Fragmento del documento:
============
La decisión empresarial no se hizo esperar: aquello iba a tener continuidad. Como fuera, pero sobre todo… a lo grande. Ande o no ande.
Y de aquellos polvos llegamos a este grand finale histérico y llorica, a esta cuarta temporada que ya no es más que el reflejo del reflejo de los tics que pretendimos autorales. Un espectáculo anquilosado, un peplum a costa de aquellos argumentos que se resumían en dos líneas y que se consumían sin culpa en las tardes de estío. La búsqueda constante de transcendencia en el lodazal del placer cuasi-instantáneo. Algo que pueda unir, por fin, a la generación Z con la millenial. La nadería convertida en tetralogía wagneriana.
Decían en Trainspotting -un ejercicio de nihilismo mainstream, tampoco lo obviemos-: que “el mundo está cambiando, la música está cambiando, las drogas están cambiando. Incluso los hombres y las mujeres están cambiando. Dentro de mil años ya no habrá tíos ni tías, sólo gilipollas”. Bien, es evidente que Mark Renton se equivocaba en el horizonte temporal… no van a hacer falta sino unas pocas décadas más para que la uniformización de la emoción, de lo excitante e incluso de lo pueril sea un hecho celebrado. Ya no habrá audiovisual bueno ni malo: solo experiencias u olvido colectivo.
En Stranger Things 4, la experiencia la proporciona el Mal carnavalesco. Así que el Mal vuelve (of course). Y más cafre que nunca, porque la audiencia ya ha crecido y se pueden tronchar algunos huesos y asesinar de manera rebuscada a algún que otro secundario. (Hablando de secundarios: lo mejor vuelven a ser las nuevas incorporaciones en forma de fumata pizzero y heaviata rolero. El núcleo protagonista original queda desdibujado, casi en segundo plano, cediendo el testigo a hermanos, madres y gente ruda de verdad dispuesta a habérselas con los rusos y las fuerzas oscuras del otro lado. Ya no hacen falta chiquillos: esta nueva guerra requiere una leva de… estadounidenses de pro).
============
Material proporcionado:
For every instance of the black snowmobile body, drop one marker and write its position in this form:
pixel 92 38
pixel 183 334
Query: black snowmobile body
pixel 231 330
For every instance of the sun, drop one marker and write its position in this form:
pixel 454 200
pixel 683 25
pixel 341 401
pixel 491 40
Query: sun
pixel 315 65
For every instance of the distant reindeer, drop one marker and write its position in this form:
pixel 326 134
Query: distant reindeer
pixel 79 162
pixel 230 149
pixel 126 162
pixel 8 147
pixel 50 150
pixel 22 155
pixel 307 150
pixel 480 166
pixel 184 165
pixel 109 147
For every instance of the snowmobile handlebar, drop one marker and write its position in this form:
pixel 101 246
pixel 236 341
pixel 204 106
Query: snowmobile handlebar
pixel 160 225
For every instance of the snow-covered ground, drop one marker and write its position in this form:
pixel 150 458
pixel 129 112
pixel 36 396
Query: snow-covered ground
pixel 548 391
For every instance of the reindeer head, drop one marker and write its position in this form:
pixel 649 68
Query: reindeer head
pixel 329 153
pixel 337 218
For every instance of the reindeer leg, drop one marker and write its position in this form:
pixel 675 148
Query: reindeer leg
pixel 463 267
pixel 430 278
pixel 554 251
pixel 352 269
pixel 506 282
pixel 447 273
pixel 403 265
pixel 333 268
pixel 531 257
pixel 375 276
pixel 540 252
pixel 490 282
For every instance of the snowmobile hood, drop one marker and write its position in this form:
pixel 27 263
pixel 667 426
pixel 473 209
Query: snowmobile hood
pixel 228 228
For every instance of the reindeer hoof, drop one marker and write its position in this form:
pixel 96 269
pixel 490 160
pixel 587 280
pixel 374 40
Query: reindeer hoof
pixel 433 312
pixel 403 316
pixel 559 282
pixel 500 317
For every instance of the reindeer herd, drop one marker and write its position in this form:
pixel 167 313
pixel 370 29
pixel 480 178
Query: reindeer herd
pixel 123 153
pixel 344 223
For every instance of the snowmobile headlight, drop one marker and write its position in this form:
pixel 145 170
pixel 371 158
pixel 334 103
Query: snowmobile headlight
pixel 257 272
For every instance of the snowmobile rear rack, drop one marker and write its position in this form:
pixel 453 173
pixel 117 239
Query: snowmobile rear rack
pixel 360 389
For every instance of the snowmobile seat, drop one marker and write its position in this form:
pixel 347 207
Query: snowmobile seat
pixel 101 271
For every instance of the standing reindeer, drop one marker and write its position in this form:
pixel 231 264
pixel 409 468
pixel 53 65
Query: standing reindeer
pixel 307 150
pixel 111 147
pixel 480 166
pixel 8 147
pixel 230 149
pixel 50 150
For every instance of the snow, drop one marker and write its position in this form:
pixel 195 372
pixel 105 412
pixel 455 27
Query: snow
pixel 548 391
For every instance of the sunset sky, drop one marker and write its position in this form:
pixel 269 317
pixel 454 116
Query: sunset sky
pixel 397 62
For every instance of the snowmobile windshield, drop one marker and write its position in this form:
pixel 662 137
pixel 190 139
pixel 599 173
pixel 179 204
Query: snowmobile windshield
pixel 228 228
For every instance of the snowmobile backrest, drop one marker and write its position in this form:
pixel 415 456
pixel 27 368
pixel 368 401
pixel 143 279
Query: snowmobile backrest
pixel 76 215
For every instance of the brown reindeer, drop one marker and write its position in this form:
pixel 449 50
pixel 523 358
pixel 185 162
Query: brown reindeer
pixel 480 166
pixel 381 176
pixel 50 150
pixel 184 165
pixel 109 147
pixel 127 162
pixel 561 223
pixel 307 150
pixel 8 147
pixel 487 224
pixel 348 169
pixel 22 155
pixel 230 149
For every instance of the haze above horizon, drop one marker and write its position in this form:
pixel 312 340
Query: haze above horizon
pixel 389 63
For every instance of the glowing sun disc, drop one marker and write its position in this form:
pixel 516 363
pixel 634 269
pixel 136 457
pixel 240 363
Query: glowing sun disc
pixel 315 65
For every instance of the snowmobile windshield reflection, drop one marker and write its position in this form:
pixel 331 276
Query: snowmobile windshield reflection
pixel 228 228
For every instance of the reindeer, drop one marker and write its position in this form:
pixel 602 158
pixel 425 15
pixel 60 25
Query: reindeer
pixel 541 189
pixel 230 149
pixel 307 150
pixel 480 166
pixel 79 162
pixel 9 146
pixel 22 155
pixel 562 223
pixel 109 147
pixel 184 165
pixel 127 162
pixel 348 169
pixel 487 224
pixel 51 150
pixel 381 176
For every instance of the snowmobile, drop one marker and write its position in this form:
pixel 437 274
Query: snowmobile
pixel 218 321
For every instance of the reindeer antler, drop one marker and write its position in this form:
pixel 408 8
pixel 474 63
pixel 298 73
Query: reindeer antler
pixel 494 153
============
Enumera todo lo que está cambiando según la cita de Trainspotting que recoge el fragmento sobre Stranger Things 4.

Respuesta escrita:
El mundo, la música, las drogas, y los hombres y las mujeres.